#### [Task goal]
Your job is to give again, exactly and with no additions, the lines in the records below from the one with "Question. Provide a point on each instance of the reflection" through the one with "Question. Provide a point on each instance of the wooden", both included. Omit the pictures.

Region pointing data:

□ □ □ □ □

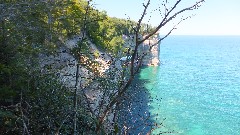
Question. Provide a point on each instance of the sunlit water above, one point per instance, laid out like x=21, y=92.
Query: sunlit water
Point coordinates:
x=199, y=83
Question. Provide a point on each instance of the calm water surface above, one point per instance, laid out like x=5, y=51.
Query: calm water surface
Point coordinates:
x=199, y=83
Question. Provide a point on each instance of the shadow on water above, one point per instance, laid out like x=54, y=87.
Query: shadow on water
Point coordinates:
x=135, y=116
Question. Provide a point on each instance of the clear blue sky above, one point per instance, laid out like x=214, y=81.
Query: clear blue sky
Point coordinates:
x=215, y=17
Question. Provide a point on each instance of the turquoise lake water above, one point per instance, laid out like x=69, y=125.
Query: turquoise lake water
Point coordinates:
x=199, y=84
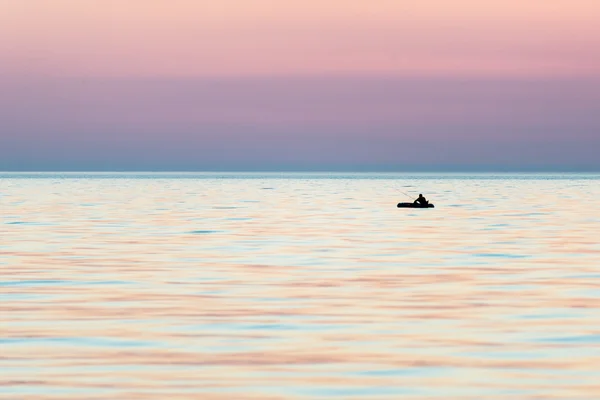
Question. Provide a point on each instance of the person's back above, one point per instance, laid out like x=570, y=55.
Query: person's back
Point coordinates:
x=421, y=200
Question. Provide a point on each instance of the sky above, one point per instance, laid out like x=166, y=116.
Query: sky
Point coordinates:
x=299, y=84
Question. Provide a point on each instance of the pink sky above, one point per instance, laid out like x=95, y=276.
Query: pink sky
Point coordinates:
x=265, y=37
x=148, y=71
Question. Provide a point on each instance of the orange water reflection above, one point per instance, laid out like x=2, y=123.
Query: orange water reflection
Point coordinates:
x=220, y=289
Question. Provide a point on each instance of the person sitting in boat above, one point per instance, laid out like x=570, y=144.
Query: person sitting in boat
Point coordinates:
x=421, y=200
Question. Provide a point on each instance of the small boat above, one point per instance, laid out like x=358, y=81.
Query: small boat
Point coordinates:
x=415, y=205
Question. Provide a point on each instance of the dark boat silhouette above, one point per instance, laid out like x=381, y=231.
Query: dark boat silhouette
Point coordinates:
x=415, y=205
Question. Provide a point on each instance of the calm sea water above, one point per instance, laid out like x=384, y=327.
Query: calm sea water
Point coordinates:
x=299, y=286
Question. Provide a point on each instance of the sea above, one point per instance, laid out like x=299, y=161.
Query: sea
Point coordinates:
x=299, y=286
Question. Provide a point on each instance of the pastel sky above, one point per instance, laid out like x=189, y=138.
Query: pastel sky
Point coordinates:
x=306, y=84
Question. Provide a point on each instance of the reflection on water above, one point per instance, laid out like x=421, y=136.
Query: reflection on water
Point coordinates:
x=189, y=286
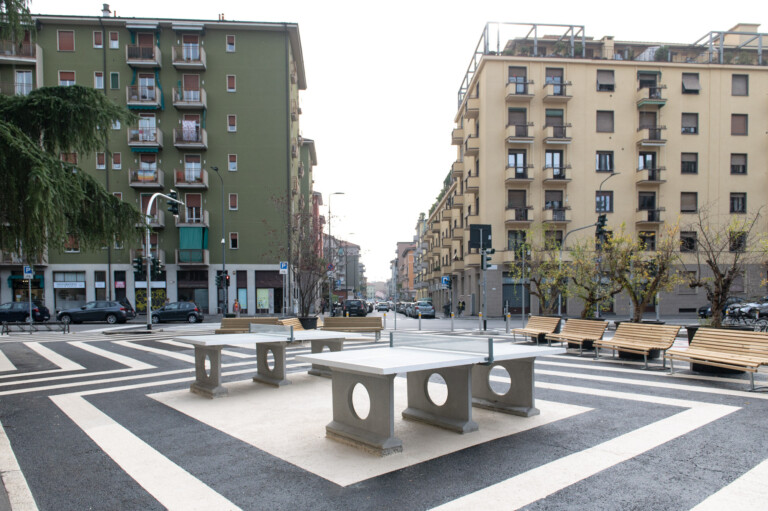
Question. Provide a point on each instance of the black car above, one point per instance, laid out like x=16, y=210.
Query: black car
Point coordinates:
x=14, y=312
x=354, y=308
x=99, y=310
x=178, y=311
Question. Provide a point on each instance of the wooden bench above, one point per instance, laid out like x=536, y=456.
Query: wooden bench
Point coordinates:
x=243, y=325
x=731, y=349
x=640, y=338
x=537, y=326
x=364, y=324
x=579, y=331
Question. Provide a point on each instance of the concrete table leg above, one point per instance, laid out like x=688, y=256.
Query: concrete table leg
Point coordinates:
x=456, y=413
x=276, y=375
x=375, y=433
x=208, y=385
x=317, y=347
x=519, y=398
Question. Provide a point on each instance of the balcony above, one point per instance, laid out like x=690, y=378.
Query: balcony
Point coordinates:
x=520, y=133
x=192, y=257
x=146, y=179
x=651, y=96
x=518, y=215
x=190, y=178
x=557, y=134
x=184, y=99
x=557, y=92
x=556, y=215
x=145, y=138
x=190, y=138
x=650, y=136
x=649, y=176
x=142, y=97
x=189, y=57
x=649, y=216
x=143, y=56
x=185, y=219
x=472, y=146
x=519, y=92
x=520, y=174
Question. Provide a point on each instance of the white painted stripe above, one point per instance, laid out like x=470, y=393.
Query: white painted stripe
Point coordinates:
x=13, y=478
x=747, y=492
x=5, y=364
x=131, y=363
x=53, y=357
x=172, y=486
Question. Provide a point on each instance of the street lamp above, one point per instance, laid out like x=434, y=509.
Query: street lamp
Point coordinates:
x=223, y=246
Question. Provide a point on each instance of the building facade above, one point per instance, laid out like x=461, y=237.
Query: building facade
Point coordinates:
x=217, y=120
x=552, y=131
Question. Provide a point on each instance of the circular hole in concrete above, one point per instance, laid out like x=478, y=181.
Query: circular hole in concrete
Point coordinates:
x=437, y=389
x=361, y=401
x=500, y=388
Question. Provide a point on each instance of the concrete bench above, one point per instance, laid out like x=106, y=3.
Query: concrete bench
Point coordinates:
x=579, y=331
x=730, y=349
x=640, y=339
x=538, y=327
x=365, y=324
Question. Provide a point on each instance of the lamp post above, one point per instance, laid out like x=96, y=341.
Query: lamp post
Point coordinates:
x=331, y=253
x=223, y=246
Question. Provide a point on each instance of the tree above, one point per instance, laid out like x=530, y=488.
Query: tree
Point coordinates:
x=725, y=250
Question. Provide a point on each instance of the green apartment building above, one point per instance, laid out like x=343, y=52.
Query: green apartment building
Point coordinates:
x=207, y=95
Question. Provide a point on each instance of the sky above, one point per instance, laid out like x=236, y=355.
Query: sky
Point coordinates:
x=383, y=79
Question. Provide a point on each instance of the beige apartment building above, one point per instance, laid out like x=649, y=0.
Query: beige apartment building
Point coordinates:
x=554, y=128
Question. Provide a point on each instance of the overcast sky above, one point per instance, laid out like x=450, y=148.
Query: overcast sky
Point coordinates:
x=382, y=83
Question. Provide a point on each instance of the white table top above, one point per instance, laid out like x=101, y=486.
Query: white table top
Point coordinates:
x=405, y=359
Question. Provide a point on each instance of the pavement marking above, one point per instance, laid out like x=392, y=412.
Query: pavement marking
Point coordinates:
x=747, y=492
x=64, y=363
x=131, y=363
x=13, y=478
x=171, y=485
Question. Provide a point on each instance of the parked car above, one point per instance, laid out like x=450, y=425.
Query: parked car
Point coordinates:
x=354, y=308
x=99, y=310
x=178, y=311
x=14, y=312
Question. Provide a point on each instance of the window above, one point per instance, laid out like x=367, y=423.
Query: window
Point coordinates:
x=101, y=161
x=605, y=121
x=690, y=124
x=691, y=83
x=738, y=163
x=689, y=241
x=740, y=85
x=66, y=40
x=604, y=201
x=66, y=78
x=604, y=161
x=605, y=81
x=739, y=124
x=738, y=203
x=689, y=202
x=689, y=163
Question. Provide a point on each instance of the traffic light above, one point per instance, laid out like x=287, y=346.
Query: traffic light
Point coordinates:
x=173, y=206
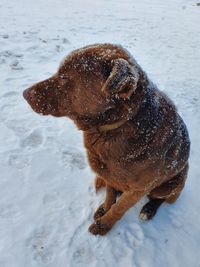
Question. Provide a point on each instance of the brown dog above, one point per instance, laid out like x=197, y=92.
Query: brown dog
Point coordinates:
x=136, y=142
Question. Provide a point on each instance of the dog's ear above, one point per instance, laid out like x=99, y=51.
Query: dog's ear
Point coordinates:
x=122, y=80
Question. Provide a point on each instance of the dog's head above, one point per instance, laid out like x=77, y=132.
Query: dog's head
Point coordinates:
x=88, y=87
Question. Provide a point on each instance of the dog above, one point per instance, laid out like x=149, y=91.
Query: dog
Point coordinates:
x=136, y=142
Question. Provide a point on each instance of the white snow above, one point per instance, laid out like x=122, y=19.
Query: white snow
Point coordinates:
x=47, y=197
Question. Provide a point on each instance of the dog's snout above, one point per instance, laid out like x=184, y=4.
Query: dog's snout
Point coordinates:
x=29, y=95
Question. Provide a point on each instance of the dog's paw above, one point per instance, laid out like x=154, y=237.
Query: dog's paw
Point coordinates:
x=99, y=184
x=98, y=228
x=99, y=212
x=149, y=210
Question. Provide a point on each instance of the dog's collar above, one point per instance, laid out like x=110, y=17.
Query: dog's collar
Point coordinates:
x=109, y=127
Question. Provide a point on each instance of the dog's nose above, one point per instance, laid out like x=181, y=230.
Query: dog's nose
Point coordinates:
x=29, y=95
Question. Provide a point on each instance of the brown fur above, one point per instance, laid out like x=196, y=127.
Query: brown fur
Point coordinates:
x=145, y=154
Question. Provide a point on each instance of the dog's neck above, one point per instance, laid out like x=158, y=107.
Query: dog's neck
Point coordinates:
x=109, y=127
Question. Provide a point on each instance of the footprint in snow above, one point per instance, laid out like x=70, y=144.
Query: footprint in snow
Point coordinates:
x=53, y=200
x=72, y=158
x=33, y=140
x=18, y=160
x=9, y=211
x=176, y=217
x=41, y=247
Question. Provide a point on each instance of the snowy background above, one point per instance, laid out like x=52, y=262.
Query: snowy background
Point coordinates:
x=47, y=197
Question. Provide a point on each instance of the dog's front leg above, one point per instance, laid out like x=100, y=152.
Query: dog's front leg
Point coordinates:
x=105, y=223
x=111, y=195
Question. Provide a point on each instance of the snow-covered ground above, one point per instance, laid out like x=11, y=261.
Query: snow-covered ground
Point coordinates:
x=46, y=187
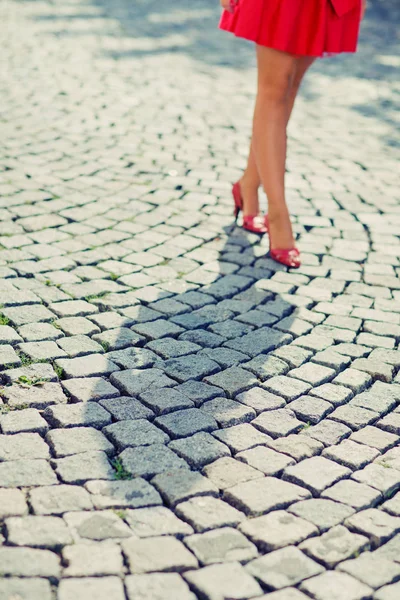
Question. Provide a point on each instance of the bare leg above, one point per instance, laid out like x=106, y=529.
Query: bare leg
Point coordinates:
x=250, y=181
x=276, y=71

□ □ □ □ □

#### [Task output]
Question. Provide a point on each instance of the reflection on water above, one point per instance, laid out like x=421, y=136.
Query: reflection on water
Point coordinates:
x=189, y=286
Question. Provide a point on each instance of the black car above, one point per instance, laid out like x=16, y=210.
Query: black car
Point coordinates:
x=14, y=312
x=354, y=308
x=99, y=310
x=178, y=311
Question. Provide a point on each instance of the wooden bench above, one point per instance, laid out like x=536, y=456.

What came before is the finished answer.